**WHAT YOU HAVE TO DO:** Reproduce the listing below with "benchmark card" changed to "evaluation sheet" wherever it occurs and every other part left as it is. Leave the pictures out.

— START —

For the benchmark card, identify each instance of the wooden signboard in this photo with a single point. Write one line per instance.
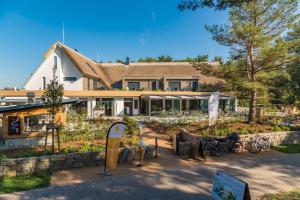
(197, 151)
(226, 186)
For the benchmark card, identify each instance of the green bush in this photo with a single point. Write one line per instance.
(132, 127)
(2, 156)
(79, 129)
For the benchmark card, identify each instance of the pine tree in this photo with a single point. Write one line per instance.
(255, 35)
(52, 98)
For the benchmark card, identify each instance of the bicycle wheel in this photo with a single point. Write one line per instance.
(222, 149)
(266, 146)
(254, 148)
(238, 147)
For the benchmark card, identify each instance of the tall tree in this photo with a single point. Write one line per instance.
(165, 59)
(52, 98)
(255, 35)
(217, 4)
(293, 69)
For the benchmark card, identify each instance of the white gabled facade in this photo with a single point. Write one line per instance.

— END —

**RESPONSE TO THIS TASK:**
For the evaluation sheet, identify each instance of the wooden signboard in this photo with a single point. Write one line per instance.
(197, 151)
(226, 186)
For the evaluation sheet, identify each instance of the green bush in this photo with a single point. Write one line per instance.
(132, 127)
(2, 156)
(79, 129)
For the evaluation sheet, identify each instance of the pine tree in this photo with a single point. Write one line per instance.
(255, 35)
(52, 98)
For the evaluation sheet, identify each instance of the bicycle wheel in this photo with a single point. Write one line per instance.
(222, 149)
(266, 146)
(254, 148)
(238, 147)
For the evaluation sheet, identify each instance of the tall tree in this photo with a single point. Write one line per instance.
(165, 59)
(52, 98)
(255, 35)
(217, 4)
(293, 69)
For the evaluation sheet, identify each instance of the white gabled facade in this photo with a single point. Write one line per instance.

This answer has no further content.